Text excerpt Start Marker

Nitrogen-centered (aminyl) radicals are typically short-lived, detected as intermediates in a variety of chemical and biological processes. Curious by the report on isolation of stable aminyl radical, tetra-tert-butylcarbazole aminyl, by Neugebauer and Fischer in 1971, we explored feasibilty of high spin aminyl radicals. In 2007, we reported the first high spin aminyl diradical that possesses triplet (S = 1) ground state (J. Am. Chem. Soc. 2007). The high spin aminyl is persistant at low temperature (half-life of 30 min at –70 °C). With improved molecular design, we prepared and isolated a triplet ground state aminyl diradical that is persistent at room temperature and possesses a singlet-triplet energy gap that is significantly greater than the thermal energy at room temperature (Angew. Chem. Int. Ed. 2010). Recently, we reported high spin aminyl tetraradicals that have quintet (S = 2) ground states and persistent in solution at room temperature (J. Am. Chem. Soc. 2013).

Text excerpt End Marker
Available data Start Marker

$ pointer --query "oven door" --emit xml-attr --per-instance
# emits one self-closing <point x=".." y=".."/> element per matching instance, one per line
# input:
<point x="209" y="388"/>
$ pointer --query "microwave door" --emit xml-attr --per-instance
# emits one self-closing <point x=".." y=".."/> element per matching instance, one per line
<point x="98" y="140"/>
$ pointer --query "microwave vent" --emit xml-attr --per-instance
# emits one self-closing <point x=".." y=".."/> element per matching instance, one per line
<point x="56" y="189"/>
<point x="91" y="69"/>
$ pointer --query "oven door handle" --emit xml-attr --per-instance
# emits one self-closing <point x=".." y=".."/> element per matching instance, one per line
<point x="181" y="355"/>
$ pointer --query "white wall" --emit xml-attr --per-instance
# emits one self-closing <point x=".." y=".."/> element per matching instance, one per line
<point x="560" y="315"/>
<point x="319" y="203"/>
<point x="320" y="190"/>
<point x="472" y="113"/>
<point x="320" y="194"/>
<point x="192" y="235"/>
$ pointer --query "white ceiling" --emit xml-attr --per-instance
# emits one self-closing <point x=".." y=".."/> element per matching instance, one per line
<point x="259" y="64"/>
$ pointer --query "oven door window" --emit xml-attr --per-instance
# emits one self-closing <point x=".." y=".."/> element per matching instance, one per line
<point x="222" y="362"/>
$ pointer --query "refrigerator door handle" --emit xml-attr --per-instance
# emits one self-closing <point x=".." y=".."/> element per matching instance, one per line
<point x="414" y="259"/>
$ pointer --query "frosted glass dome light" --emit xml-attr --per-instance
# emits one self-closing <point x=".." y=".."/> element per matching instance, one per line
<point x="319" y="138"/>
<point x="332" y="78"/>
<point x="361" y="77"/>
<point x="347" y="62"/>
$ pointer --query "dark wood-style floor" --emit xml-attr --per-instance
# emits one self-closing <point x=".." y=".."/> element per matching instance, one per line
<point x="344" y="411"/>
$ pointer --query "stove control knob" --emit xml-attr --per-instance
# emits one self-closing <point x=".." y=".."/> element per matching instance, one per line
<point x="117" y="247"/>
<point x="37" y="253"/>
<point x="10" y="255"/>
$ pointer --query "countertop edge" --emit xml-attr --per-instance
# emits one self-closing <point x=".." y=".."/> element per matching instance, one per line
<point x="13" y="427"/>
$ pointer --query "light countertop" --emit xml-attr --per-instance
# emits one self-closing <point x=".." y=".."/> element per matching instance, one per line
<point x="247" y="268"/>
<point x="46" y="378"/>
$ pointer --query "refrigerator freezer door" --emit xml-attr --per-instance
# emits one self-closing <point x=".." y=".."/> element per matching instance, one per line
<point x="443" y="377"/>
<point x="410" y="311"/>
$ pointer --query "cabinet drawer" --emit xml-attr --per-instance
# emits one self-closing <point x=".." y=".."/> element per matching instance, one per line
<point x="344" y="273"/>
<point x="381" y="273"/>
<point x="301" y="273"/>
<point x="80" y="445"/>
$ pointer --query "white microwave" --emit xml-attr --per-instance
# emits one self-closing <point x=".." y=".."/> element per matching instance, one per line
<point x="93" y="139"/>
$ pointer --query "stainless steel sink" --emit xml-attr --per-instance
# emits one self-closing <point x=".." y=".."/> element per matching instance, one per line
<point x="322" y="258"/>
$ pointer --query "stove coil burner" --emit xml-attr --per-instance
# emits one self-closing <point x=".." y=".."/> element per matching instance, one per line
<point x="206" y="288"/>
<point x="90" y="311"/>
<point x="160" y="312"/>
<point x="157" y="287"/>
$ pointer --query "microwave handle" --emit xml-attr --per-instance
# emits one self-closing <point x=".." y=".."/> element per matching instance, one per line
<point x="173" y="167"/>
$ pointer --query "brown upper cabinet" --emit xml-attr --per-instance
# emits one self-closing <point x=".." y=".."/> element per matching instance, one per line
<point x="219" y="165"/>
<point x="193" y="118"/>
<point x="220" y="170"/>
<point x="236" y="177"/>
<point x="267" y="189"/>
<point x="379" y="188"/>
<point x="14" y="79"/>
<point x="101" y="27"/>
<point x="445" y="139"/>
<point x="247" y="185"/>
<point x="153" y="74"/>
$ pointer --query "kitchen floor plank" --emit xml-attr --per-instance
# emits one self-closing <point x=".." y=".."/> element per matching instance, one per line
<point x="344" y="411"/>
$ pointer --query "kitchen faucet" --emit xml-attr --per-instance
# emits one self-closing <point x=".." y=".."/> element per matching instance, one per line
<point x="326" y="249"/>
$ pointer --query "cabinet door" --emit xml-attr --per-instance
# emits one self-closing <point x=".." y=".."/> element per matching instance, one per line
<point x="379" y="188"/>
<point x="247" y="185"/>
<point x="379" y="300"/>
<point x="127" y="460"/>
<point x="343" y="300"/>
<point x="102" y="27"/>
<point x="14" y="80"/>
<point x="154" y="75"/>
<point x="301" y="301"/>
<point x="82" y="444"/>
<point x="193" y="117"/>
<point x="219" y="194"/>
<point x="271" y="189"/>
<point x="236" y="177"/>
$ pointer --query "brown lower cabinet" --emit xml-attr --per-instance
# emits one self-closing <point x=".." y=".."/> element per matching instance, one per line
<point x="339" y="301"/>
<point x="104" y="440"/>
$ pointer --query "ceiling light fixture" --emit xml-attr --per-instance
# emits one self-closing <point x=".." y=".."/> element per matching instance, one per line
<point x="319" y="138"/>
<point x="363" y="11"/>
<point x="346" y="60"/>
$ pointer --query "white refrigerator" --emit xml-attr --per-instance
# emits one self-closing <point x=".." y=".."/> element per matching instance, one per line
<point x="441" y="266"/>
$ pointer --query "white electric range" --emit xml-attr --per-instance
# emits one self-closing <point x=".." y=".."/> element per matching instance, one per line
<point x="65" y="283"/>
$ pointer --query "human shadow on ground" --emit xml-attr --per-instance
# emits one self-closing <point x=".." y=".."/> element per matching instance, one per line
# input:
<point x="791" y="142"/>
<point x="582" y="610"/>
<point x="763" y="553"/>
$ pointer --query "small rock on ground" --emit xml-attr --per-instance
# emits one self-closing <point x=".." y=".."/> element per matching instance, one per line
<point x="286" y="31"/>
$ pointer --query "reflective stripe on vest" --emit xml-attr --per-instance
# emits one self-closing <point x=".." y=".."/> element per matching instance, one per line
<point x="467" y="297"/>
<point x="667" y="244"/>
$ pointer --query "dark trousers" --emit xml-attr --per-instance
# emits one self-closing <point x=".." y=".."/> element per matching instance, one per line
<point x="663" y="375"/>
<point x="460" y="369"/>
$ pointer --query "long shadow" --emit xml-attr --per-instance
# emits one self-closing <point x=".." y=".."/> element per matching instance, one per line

Available data End Marker

• _What the exercise asks_: According to the text on aminyl radicals, what is the half-life of the high spin aminyl at –70 °C?

• _Answer below_: 30 min